• [Document segment]
Note that to assure that samples are (approximately) independent, the sampled game predictions and actual scores were obtained with different seeds. With \(n=25\) and \(N=6118\), we can certainly feel that the independent samples assumption is reasonable.
F.ratio <- (s2.act/sigma2.Y.act)/(s2.prd/sigma2.Y.prd)
df1 <- df2 <- n-1
F.mu <- df2/(df2-2)
F.sigma2 <- 2*F.mu^2*(df1+df2-2)/(df1*(df2-4))
F.out <- rbind(
cbind(F.mu, F.sigma2, qf(.05,df1,df2),qf(.25,df1,df2),qf(.5,df1,df2),qf(.75,df1,df2),qf(.95,df1,df2)),
cbind(mean(F.ratio),var(F.ratio),quantile(F.ratio,0.05),qf(.25,df1,df2),
quantile(F.ratio,0.5),qf(.755,df1,df2),quantile(F.ratio,0.95)))
colnames(F.out) <- c("Mean", "Var", "5%", "25%", "Median", "75%", "95%")
rownames(F.out) <- c("Theoretical", "Empirical")
round(F.out,3)
## Mean Var 5% 25% Median 75% 95%
## Theoretical 1.091 0.228 0.504 0.757 1.000 1.321 1.984
## Empirical 1.085 0.215 0.511 0.757 0.999 1.330 1.945
summary(F.ratio)

[Entries for pointing at labeled objects]
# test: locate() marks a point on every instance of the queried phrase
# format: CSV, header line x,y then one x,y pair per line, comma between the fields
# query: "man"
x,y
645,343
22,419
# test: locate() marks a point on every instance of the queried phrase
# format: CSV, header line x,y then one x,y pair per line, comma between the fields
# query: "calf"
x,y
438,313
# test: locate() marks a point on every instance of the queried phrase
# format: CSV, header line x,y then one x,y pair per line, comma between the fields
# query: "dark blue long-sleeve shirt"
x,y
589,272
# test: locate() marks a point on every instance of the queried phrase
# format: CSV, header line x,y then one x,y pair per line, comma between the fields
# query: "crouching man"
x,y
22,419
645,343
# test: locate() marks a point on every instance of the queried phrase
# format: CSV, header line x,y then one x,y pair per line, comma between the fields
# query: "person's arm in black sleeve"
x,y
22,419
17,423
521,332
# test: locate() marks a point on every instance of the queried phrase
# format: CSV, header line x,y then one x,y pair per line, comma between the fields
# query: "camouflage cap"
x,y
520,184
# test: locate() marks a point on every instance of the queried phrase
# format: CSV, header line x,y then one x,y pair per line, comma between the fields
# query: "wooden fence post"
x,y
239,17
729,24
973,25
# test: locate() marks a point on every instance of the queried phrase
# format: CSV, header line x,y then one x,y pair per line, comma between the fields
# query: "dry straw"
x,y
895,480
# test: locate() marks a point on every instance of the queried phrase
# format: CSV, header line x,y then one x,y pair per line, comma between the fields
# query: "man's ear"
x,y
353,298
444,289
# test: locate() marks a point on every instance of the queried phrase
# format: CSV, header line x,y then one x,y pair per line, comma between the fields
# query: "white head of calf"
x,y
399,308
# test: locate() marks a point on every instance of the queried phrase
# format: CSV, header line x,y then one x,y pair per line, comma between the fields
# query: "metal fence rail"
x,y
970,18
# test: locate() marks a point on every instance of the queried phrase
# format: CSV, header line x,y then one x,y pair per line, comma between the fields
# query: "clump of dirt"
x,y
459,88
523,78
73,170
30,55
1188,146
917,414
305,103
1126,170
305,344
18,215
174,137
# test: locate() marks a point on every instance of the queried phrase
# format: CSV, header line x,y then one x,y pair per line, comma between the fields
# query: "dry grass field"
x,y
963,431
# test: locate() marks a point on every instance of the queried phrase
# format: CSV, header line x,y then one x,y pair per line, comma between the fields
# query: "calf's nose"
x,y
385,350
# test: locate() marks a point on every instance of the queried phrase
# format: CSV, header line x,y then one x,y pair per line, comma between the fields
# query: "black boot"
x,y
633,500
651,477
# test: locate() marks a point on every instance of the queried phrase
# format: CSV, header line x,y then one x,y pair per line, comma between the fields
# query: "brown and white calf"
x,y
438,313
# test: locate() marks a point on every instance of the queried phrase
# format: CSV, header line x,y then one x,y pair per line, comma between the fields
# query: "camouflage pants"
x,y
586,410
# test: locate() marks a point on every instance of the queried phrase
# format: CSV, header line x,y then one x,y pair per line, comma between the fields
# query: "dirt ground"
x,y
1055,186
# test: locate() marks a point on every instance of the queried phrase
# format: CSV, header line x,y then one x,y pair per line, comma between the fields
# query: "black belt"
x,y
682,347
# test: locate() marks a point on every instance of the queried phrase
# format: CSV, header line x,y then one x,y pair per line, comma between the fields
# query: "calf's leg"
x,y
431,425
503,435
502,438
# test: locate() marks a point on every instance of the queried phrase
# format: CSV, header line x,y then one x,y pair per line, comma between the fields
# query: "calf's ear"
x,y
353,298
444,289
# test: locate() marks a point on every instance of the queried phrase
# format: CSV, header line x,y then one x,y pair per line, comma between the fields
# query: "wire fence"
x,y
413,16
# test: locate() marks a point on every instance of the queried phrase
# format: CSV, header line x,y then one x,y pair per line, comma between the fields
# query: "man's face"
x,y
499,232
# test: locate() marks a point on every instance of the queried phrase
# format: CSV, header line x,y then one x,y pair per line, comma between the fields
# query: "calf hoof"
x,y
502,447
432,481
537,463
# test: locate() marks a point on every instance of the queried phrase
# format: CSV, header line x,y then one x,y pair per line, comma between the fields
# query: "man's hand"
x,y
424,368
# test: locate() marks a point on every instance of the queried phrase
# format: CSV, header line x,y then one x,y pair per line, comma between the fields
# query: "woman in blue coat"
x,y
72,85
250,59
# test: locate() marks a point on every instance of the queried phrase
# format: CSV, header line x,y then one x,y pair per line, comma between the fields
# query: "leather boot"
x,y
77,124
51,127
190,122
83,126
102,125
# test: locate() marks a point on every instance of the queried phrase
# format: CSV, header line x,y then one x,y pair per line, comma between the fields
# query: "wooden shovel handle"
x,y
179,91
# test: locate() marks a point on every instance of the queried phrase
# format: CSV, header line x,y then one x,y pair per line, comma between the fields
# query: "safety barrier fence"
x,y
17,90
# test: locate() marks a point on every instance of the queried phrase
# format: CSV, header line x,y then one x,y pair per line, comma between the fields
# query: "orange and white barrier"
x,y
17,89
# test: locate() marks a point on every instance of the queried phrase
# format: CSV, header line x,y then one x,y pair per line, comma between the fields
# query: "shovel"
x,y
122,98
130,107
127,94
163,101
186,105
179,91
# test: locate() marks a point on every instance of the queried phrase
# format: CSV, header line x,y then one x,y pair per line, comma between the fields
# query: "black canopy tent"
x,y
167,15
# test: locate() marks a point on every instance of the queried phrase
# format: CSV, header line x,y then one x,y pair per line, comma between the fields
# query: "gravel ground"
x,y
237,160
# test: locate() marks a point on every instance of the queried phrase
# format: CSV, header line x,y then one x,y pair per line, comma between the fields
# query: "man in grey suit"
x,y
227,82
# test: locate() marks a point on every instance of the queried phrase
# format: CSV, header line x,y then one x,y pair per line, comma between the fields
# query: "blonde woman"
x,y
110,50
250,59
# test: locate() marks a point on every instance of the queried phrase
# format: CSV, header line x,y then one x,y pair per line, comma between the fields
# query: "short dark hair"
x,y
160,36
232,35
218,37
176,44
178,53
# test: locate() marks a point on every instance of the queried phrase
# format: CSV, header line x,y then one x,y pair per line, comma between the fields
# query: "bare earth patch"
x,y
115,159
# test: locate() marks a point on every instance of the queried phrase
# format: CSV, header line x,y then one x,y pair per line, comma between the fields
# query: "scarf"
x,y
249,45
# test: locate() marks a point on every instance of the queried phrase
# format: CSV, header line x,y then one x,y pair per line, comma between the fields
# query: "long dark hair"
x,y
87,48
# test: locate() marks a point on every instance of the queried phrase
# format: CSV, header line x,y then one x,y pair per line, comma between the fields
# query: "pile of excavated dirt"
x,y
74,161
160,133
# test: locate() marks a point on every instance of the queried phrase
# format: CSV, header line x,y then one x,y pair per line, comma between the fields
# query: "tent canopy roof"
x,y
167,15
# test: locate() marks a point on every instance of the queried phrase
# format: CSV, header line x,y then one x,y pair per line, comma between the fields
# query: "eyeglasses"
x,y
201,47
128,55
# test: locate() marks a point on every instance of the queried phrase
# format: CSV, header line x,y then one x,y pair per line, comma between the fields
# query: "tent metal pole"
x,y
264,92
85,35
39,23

• [Set of tasks]
1) Answer these questions about the F-ratio excerpt, please:
(a) What values are given for n and N?
(b) What two row names are assigned to the F.out table?
(c) What empirical median is reported for the F ratio?
2) Carry on the F-ratio excerpt from the point where it stops.
These rows have no connection to the F-ratio excerpt.

• [The replies]
1)
(a) n = 25 and N = 6118.
(b) "Theoretical" and "Empirical."
(c) 0.999.

2)
## Min. 1st Qu. Median Mean 3rd Qu. Max.
## 0.1276 0.7622 0.9991 1.0853 1.3106 6.8261
F.grid <- seq(0,8,.01)
hist(F.ratio, seq(0,8,0.05), freq=F, col="orange", main="F Ratio")
lines(F.grid,df(F.grid,n-1,n-1),col="blue", lwd=2.5)
Based on the theoretical and empirical distributions, the fact that the predicted and actual points showed small right skews, the \(F\)-distribution is still a good model for the scaled variance ratios.
We showed that \(T=\sqrt{n}\left(\overline{Y}-\mu\right)/S \sim t_{n-1}\) previously. This leads to the following result where \(P\left(T\geq t_a\right)=a\) (that is, that \(a\) is the upper tail probability).
\[ T=\frac{\overline{Y}-\mu}{\sqrt{S^2/n}}\sim t_{n-1} \quad \Rightarrow \quad P\left(t_{1-\alpha/2,n-1} \leq \frac{\overline{Y}-\mu}{\sqrt{S^2/n}} \leq t_{\alpha/2,n-1}\right) = 1-\alpha\]
With basic algebra, the goal is to isolate \(\mu\) in the center of the probability statement.
\[ \quad \Rightarrow \quad P\left(\overline{Y}-t_{\alpha/2,n-1}\sqrt{S^2/n} \leq \mu \leq \overline{Y}-t_{1-\alpha/2,n-1}\sqrt{S^2/n}\right)=1-\alpha\]
That is, in repeated sampling the true value \(\mu\) should fall within this (random) interval for \((1-\alpha)100\%\), of such intervals.
Once we collect our sample, we construct the interval with the observed sample mean \(\overline{y}\) and observed sample variance \(s^2\).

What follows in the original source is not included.